APPLICA QUANTO LETTO:
• 1. Nell'estratto sulla radioterapia e la proteina URI, quale percentuale dei topi con livelli normali di URI è morta dopo l'esposizione alle radiazioni?
• 2. Riprendi l'estratto sulla radioterapia e la proteina URI dal punto in cui si interrompe.

ESTRATTO:
---

La radioterapia è uno strumento potente e necessario per neutralizzare le cellule tumorali, ma in alcuni casi finisce per danneggiare, insieme ai tessuti malati, anche quelli sani che li circondano. Ora un gruppo di ricercatori del Centro Nacional Investigaciones Oncológicas (Spagna) sembra aver trovato il modo di proteggere le cellule intestinali, particolarmente sensibili a complicanze di questo tipo. La scoperta, pubblicata su Science, potrebbe aiutare anche i reduci da incidenti nucleari, e gli astronauti alle prese con i danni delle radiazioni spaziali.
organo delicato. Nei pazienti sottoposti a radioterapia per tumore al fegato, del colon o del pancreas, le pareti intestinali possono risultare danneggiate dalle radiazioni ionizzanti usate per impedire la proliferazione delle cellule malate. In genere il danno si risolve con la fine delle cure, ma in alcuni casi le radiazioni ricevute dal tratto digerente possono indurre la morte delle cellule della mucosa dell'apparato digerente (sindrome gastrointestinale: una condizione spesso letale).
Scudo anti-radiazioni. Studi passati avevano evidenziato il ruolo protettivo, su cellule dell'intestino "coltivate" in laboratorio, di una proteina poco conosciuta, chiamata URI. Nel nuovo studio, i ricercatori hanno indagato il ruolo di URI in tre modelli animali. Hanno studiato topi con espressioni normali della proteina, altri in cui il gene che la codifica era stato messo fuori gioco (e quindi URI non veniva espressa) e infine topi in cui l'espressione di URI era stata potenziata.
Gli animali sono quindi stati esposti ad alte dosi di radiazioni. Il 70% dei roditori con livelli normali di URI è deceduto in conseguenza della sindrome gastrointestinale, sorte che è toccata a tutti i topi che non esprimevano la proteina. Al contrario, i roditori con alti livelli di URI sono sopravvissuti.

---

DATI FORNITI:

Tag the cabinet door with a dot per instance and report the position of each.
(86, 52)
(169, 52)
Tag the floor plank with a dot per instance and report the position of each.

---

RISPOSTE DATE:
• 1. Il 70%, a causa della sindrome gastrointestinale.

• 2.
Mantello dell'invisibilità. La proteina URI è espressa da una popolazione dormiente di cellule staminali che permettono all'epitelio intestinale di rinnovarsi completamente in cicli settimanali. Quando la proteina viene espressa, queste cellule non proliferano: le radiazioni ionizzanti "non le vedono", ed esse vengono risparmiate. Rimangono lì nascoste, pronte a rinnovare la mucosa intestinale per quando ce ne sarà bisogno. Quando URI non viene espressa, queste cellule proliferano e vengono prese di mira dai trattamenti radioterapici. L'intestino rimasto senza "nuove leve" non è in grado di rinnovarsi e la mucosa, danneggiata dalle radiazioni, muore.
sulla terra e... fuori. Incoraggiare l'espressione di questa proteina potrebbe limitare questi specifici danni da terapia oncologica, o rendere possibili trattamenti più "potenti" limitando gli effetti collaterali. Prospettive interessanti si aprono anche per i pazienti reduci da incidenti nucleari, e per gli astronauti che si avventureranno all'esterno dell'atmosfera che protegge la Terra.